--- WHAT IS ASKED ---
How many lines of the records contain the word "door", matching case exactly? Give only the number.

=== SUPPLIED DATA ===

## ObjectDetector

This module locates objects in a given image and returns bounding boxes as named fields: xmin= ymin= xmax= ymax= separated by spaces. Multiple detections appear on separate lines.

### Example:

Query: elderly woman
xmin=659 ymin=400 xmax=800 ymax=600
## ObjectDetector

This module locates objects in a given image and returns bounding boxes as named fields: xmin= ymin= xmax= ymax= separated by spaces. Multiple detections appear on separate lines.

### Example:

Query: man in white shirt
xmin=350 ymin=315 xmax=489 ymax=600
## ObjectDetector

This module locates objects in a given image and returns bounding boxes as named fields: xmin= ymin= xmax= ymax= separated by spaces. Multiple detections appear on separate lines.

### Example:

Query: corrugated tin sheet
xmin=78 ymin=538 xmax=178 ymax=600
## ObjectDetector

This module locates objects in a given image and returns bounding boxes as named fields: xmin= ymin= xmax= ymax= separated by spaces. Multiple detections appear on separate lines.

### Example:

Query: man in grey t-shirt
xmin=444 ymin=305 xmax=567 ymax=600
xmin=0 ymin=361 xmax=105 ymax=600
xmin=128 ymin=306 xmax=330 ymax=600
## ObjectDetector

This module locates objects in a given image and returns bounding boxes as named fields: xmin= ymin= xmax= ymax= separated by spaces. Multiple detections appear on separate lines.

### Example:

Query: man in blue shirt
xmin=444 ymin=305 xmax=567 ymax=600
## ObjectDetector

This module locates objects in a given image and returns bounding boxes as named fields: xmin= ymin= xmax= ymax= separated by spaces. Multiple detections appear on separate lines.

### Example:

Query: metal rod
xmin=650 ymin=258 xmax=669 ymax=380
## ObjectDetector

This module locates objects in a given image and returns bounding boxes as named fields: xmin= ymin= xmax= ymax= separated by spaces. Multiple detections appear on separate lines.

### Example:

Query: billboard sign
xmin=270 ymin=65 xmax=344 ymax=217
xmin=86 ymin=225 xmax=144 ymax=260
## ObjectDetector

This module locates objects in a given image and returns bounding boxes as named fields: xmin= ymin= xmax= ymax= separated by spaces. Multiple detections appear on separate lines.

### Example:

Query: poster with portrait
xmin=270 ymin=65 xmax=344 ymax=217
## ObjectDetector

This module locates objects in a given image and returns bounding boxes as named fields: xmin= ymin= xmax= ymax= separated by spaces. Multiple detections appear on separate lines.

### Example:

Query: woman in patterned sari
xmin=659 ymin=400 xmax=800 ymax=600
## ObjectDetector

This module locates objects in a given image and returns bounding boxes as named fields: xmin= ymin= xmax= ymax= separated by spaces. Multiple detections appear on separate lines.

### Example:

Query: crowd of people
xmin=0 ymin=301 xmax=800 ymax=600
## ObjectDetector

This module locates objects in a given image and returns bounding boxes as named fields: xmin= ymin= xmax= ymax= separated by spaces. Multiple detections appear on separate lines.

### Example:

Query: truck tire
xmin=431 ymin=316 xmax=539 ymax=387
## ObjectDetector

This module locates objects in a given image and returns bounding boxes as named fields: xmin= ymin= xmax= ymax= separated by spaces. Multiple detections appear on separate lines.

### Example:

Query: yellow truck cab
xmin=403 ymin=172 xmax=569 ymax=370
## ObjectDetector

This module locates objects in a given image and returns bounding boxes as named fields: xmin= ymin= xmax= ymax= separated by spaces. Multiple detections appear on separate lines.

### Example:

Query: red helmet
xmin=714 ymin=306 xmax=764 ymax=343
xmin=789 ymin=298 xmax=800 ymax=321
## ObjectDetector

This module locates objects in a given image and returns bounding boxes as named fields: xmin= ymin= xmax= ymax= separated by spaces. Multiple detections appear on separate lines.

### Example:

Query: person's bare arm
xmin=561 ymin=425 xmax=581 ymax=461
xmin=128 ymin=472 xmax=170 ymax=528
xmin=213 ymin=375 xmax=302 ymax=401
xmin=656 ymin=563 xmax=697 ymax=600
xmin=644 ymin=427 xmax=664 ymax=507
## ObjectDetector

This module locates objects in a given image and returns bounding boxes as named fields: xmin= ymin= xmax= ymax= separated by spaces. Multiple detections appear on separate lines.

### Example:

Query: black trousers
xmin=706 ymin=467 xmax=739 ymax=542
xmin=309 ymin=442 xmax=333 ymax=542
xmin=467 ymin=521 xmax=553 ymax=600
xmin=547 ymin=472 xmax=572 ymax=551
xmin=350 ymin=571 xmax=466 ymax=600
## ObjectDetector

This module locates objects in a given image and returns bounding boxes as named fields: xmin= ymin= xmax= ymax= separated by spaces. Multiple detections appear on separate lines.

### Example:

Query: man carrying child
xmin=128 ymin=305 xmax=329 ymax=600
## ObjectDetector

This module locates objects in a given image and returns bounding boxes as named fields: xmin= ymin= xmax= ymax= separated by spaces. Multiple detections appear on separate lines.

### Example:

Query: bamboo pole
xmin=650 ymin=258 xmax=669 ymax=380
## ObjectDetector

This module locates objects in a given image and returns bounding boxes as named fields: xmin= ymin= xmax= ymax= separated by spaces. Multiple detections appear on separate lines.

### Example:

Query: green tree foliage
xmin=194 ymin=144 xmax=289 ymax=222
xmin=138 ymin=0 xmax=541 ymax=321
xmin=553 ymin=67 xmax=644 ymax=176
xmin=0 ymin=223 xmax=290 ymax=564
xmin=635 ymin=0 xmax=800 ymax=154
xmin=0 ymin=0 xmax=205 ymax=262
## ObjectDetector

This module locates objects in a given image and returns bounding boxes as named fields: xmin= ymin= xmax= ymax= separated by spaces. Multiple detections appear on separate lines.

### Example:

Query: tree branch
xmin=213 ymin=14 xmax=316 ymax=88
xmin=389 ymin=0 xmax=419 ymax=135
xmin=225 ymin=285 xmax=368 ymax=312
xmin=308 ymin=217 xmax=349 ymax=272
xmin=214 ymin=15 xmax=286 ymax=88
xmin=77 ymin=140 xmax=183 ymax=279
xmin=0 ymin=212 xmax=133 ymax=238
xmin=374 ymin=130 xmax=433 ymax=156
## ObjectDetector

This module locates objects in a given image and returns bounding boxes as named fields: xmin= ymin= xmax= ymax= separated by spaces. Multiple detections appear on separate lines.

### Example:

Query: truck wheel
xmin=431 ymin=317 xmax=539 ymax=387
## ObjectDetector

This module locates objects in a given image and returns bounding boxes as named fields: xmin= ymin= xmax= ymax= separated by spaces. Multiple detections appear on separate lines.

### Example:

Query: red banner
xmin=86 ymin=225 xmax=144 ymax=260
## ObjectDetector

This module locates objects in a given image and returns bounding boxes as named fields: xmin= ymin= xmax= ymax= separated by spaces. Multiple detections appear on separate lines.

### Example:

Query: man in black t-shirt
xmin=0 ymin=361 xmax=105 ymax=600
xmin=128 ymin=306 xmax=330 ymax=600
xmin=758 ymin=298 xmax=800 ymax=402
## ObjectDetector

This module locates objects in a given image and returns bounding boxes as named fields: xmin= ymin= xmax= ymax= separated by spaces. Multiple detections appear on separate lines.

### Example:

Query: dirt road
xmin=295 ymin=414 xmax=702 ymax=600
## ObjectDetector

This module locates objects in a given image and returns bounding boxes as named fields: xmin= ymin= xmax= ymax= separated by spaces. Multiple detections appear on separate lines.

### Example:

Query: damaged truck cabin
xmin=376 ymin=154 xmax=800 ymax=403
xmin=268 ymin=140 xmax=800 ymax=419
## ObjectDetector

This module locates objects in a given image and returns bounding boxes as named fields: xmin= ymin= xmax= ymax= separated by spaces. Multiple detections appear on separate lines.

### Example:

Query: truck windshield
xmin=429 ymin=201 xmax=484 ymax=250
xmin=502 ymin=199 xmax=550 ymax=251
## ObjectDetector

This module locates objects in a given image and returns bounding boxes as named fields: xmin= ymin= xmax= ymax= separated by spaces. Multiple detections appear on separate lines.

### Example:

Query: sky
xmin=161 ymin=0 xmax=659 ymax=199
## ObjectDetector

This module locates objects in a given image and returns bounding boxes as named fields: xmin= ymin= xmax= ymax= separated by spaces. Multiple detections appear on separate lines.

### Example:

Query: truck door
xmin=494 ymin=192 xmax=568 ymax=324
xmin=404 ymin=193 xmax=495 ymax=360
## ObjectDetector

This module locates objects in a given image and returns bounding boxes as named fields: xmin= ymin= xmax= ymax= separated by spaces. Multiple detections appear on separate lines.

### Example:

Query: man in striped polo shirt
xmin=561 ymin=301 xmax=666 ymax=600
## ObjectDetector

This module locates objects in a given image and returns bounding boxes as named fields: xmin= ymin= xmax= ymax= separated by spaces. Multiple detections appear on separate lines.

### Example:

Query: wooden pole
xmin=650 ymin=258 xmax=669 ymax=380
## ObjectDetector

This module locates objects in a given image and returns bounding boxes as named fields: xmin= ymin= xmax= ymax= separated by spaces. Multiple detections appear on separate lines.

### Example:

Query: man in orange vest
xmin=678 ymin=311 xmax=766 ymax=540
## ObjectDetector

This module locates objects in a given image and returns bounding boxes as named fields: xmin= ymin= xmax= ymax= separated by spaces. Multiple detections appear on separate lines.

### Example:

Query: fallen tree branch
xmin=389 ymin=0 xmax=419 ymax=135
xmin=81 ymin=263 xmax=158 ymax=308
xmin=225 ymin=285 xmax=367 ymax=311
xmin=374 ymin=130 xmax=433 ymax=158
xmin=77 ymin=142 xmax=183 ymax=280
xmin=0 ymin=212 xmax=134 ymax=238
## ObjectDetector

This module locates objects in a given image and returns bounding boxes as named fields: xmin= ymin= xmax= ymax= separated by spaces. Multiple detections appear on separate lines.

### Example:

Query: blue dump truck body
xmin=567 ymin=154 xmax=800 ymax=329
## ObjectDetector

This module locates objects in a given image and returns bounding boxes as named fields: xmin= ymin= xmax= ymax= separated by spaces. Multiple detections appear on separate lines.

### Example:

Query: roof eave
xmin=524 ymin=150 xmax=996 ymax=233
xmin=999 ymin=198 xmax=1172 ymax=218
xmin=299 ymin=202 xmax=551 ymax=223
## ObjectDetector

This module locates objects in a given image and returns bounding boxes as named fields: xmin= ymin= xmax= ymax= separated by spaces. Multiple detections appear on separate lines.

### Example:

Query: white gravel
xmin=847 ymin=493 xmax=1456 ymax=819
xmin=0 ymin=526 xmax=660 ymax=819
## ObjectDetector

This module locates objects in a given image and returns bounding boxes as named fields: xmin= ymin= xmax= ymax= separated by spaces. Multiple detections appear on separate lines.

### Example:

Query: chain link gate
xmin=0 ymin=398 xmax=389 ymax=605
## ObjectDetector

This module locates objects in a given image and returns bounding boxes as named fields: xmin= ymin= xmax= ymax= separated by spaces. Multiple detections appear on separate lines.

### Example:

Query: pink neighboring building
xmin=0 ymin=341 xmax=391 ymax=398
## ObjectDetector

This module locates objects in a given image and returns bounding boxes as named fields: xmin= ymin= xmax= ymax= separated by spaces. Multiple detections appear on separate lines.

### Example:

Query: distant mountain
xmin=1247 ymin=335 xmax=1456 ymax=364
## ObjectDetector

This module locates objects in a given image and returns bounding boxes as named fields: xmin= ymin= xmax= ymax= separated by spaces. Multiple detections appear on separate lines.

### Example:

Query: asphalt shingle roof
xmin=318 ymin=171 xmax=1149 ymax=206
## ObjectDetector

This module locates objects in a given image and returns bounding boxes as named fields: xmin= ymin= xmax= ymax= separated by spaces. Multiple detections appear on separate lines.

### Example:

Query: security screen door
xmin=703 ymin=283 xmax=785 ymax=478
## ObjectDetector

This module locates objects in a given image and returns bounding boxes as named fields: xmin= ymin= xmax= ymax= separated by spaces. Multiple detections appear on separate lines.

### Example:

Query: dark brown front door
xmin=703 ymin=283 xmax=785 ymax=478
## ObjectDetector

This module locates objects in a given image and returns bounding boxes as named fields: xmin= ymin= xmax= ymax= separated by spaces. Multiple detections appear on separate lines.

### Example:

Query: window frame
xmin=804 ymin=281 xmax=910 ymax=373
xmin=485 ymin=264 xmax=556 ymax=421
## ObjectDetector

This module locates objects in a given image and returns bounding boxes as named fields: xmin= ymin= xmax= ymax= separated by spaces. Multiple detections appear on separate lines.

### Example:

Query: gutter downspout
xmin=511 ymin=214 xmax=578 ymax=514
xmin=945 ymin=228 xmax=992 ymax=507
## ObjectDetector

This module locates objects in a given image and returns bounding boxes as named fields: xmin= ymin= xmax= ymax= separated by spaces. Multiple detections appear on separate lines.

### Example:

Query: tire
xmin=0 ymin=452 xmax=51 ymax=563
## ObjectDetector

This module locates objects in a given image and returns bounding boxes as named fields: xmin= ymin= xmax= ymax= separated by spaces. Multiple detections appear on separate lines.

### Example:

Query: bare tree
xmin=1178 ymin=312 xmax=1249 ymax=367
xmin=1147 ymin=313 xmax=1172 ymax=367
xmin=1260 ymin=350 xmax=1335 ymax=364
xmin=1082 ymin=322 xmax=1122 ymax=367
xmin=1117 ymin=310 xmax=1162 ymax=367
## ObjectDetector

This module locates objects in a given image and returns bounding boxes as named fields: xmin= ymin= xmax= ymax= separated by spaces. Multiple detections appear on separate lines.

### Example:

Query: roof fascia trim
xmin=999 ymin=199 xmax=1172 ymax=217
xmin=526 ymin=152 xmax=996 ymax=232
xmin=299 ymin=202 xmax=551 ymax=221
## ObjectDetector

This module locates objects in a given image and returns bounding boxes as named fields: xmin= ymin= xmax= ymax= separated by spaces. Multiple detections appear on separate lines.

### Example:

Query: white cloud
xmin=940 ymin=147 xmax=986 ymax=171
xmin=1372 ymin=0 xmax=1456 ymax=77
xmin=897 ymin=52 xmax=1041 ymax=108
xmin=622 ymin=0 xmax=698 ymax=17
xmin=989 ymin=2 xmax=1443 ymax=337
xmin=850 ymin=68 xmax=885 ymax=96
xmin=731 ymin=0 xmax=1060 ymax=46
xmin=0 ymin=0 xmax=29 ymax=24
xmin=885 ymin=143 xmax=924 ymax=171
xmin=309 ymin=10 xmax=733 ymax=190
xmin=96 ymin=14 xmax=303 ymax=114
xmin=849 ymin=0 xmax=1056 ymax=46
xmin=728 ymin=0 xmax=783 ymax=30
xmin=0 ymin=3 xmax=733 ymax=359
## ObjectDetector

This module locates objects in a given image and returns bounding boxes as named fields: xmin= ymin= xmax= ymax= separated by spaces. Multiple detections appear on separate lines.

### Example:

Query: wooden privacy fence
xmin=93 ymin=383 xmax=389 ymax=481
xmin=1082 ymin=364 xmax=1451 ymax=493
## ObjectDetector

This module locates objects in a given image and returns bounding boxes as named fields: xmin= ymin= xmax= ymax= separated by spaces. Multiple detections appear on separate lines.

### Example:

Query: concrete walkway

===

--- TASK OUTPUT ---
3